§ **GIVEN EXERCISE**
Answer from the blog post below:
(a) In which city was the youth ministry conference held?
(b) Around what years does the bishop's address say John died?
(c) What did Paul want to get in Southend?

§ **SOURCE EXCERPT**
::::
Last week Paul and I attended the International Association for the Study of Youth Ministry Conference in Durham. The opening address was given by Paul Butler, the Bishop of Durham who is a fellow trustee of the Child Theology Movement. He is the Bishop who advocates on behalf of children and young people. He shared from the life of Aidan, Cuthbert and Bede and drew his talk to a conclusion looking at the Apostle John, reminding us of the importance of our call:
John and his brother James leave the family fishing business to become followers of Jesus. I take it that the testimony of Polycrates, Irenaeus and Jerome is to be trusted and John remained alive to a very great age and died in the early days of Trajan; that is around 98-99AD. This makes him a very young man as one of Jesus’ first disciples. It would appear that at least he, possibly others amongst the Twelve, were what we would now call teenagers. Jesus called and trained young men as his disciples. John heard Jesus teach, saw Jesus’ miracles, experienced Jesus’ friendship and himself went out proclaiming the kingdom during the three years of Jesus public ministry as a very young man. So when the mission post Pentecost begins he is still a young man. Leadership of the early church did not lie with the older generation, at least not alone. Jesus it appears deliberately placed his work in the lives of those who were young. Perhaps this was with an awareness that at least a small number of them would live to a ripe old age so that the continuity of apostolic witness was guaranteed for a good long period. Yes, here I speculate a little as we do not have written anywhere with certainty the mind of Jesus on this. But I think it is speculation worth considering. Investment in the young for their own sakes, and for the longevity of a purpose makes sense. This after all was always the vision of Moses instruction to the Israelites about passing on the story to their children. It is the vision of Psalm 78 with its fourfold generational vision of transmission if the faith story. Our calling today is to both invest in young people for their present, and for the long term future. It is not the divide of ‘now and future’ but the connectivity and continuity of ‘now and future’.
John the Apostle potentially stands as an example for us about calling young people here and now with a long term vision in view.
You can download the full address here
The M25 on a Friday afternoon is not a great place to be. As we saw the time creeping up we had to make a call – could we get to Southend in time for Paul to get a Rossi’s ice cream? Yes we could and memories of a four hour journey evaporated. Southend holds happy childhood memories for Paul and an annual pilgrimage enables the reliving of some of them as most of those he shared the memories with are no longer around to reminisce with. Places have a power to evoke memory and emotion and in this instance good ones that nourish and replenish.
::::
§ **PROVIDED DATA**
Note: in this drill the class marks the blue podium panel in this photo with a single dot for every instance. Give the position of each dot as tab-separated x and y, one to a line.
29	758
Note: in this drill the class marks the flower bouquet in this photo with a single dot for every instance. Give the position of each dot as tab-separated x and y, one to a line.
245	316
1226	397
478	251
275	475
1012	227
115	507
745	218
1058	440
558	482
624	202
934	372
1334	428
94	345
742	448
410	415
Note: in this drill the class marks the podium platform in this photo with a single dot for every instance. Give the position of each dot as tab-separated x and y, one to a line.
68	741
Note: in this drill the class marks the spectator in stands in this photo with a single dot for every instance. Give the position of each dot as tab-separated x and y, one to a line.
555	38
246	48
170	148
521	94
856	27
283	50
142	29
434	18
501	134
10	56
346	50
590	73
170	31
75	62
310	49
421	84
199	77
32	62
::::
§ **EXERCISE SOLUTION**
(a) Durham
(b) Around 98-99AD, in the early days of Trajan
(c) A Rossi's ice cream